## Selected text
I asked a million questions. There is no such thing as too much information when it comes to firefighting. I couldn’t ever do the job and really I don’t want to, but I have to know everything.

My host, Jason, has been on the force eight years. Previously he held down a crushingly dull day job that was eating him up inside. Now he’s doing something rangy and physical – just the sort of thing that suits the Fire Venturers cadets I later talked to. (One of them volunteered the following: “I don’t like writing.” He’s in the right place.)

At ground level, we shook hands goodbye and back Jason went to the cluster of firemen who’d been standing around waiting for something to do. “Aww, back with your buddy?” one of them loudly said. I pretended not to notice, but it bothered me, as everything does. I’d been happy as a clam getting an informative tour of a fire-training facility from a self-effacing redhead fireman. It’s the happiest I’ve been in weeks.

I’ve read every book of firefighter autobiography in the library, I go to every open house, I watch the Combat Challenge on TV and I cover it in person, I watch cadets’ morning training sessions all year. I have every reason to be there. It also gives me precious and beloved time in an all-male environment, which I enjoy as much as they do, for reasons I assure you are only marginally different. Please don’t pick on your fans, fellas.

## What the exercise asks
According to the firefighting text, how long has Jason been on the force?

## Listed entries

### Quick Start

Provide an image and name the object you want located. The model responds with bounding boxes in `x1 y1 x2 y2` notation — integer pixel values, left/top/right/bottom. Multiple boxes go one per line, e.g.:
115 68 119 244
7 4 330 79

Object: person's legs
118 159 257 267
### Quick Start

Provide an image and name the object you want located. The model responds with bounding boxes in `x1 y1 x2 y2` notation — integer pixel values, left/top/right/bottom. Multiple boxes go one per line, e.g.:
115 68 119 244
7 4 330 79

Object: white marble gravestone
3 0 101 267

---

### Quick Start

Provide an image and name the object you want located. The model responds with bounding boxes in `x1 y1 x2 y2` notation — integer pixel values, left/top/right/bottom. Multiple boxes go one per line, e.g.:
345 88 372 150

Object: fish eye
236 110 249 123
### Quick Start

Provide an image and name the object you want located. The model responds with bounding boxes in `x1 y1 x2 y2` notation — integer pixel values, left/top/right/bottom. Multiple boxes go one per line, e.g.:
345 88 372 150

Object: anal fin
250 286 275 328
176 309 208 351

...

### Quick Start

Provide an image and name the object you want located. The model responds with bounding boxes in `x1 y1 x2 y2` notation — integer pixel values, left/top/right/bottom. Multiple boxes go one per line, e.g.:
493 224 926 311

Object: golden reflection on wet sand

## Solved problem
Eight years.